- [Instructions for the task]: Copy out each line of the items below that contains the word "would". Case matters.

- [Records provided]:
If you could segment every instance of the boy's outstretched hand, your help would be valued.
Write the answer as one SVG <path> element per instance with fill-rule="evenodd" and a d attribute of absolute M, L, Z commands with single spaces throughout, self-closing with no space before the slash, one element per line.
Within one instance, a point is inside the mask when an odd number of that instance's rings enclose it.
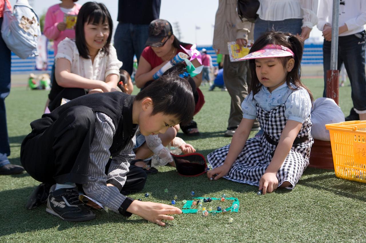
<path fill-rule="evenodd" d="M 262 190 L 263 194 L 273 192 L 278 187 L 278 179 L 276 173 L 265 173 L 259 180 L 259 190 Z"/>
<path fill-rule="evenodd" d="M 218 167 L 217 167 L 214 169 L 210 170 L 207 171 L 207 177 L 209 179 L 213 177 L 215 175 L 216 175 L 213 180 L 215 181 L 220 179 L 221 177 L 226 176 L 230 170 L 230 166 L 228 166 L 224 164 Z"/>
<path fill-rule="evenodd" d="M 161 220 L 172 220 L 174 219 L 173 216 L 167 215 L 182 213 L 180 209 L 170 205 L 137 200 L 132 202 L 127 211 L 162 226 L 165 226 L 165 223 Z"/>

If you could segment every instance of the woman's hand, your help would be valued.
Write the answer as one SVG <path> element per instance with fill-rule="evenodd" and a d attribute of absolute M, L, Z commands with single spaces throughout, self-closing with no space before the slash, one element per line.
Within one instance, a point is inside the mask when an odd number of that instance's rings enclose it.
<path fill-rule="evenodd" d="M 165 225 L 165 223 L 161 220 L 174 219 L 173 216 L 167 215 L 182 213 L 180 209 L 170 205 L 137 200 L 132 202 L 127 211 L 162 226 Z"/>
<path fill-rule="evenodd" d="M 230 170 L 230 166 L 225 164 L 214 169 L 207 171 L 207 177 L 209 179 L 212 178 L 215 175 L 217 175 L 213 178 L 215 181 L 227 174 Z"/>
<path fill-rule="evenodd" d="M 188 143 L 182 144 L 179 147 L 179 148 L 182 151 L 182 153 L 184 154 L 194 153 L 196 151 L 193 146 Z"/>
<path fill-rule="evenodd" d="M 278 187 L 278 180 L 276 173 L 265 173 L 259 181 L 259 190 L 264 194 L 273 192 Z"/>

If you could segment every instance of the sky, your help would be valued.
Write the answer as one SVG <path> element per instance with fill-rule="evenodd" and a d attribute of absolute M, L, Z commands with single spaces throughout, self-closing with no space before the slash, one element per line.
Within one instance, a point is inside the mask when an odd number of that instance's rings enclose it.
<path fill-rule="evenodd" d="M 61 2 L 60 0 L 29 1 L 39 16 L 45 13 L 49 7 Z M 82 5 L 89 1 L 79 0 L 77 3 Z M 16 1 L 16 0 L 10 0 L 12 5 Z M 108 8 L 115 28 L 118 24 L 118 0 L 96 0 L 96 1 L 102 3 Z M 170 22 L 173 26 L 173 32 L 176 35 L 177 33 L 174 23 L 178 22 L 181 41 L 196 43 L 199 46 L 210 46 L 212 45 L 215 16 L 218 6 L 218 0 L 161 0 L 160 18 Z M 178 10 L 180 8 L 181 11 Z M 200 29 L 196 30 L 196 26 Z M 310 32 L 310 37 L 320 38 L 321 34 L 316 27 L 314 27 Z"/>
---
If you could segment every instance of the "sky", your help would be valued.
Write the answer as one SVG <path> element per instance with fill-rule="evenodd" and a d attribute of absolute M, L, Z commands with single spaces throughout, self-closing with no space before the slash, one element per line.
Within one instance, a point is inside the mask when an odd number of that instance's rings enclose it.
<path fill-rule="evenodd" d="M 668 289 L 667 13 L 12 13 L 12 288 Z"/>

- [Task answer]:
If you could segment every instance of the boy's outstretched hand, your help would be valued.
If you could segment every instance of the woman's hand, your help would be valued.
If you could segment every instance of the sky, your help would be valued.
If you could segment every instance of the "sky", your help would be valued.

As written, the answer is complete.